— PROBLEM REQUIREMENTS —
Among the lines of data below, reproduce only those from the one with "find the white t-shirt" through the one with "find the black hair", exactly as they stand, both ends included.

— EXERCISE MATERIALS —
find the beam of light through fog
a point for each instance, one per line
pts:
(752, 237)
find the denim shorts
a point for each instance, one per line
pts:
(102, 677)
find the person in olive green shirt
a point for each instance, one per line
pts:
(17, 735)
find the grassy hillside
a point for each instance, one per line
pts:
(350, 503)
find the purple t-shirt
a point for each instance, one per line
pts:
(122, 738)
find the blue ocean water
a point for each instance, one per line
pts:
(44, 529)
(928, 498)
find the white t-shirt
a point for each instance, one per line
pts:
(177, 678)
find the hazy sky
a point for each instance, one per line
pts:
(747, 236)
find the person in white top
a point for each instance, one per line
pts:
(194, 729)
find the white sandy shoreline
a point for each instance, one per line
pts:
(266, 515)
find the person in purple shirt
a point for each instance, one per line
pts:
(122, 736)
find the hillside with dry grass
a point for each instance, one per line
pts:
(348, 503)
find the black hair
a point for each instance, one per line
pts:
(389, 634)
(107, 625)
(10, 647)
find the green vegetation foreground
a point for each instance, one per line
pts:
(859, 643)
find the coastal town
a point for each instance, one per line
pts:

— WRITTEN ANSWER —
find the white t-shirt
a point for each instance, one per line
pts:
(177, 678)
find the hazy sky
a point for each instance, one per line
pts:
(747, 236)
find the person in white top
a point for each instance, one per line
pts:
(194, 729)
find the white sandy shoreline
a point for each instance, one per line
pts:
(266, 515)
find the person in purple shirt
a point for each instance, one per line
pts:
(122, 736)
find the hillside with dry grass
a point for each instance, one per line
pts:
(348, 503)
find the black hair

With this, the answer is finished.